→ Short exercise: Please rewrite all the records below, swapping "black leather shoe" for "brown leather shoe" everywhere it appears and leaving everything else unchanged.

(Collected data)
■ ■ ■ ■

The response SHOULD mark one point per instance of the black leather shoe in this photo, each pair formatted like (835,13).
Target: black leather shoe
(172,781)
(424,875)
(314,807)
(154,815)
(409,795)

■ ■ ■ ■

→ Exercise solution:
The response SHOULD mark one point per instance of the brown leather shoe in this photo, each pair formatted like (835,13).
Target: brown leather shoe
(172,781)
(424,875)
(314,807)
(154,815)
(409,795)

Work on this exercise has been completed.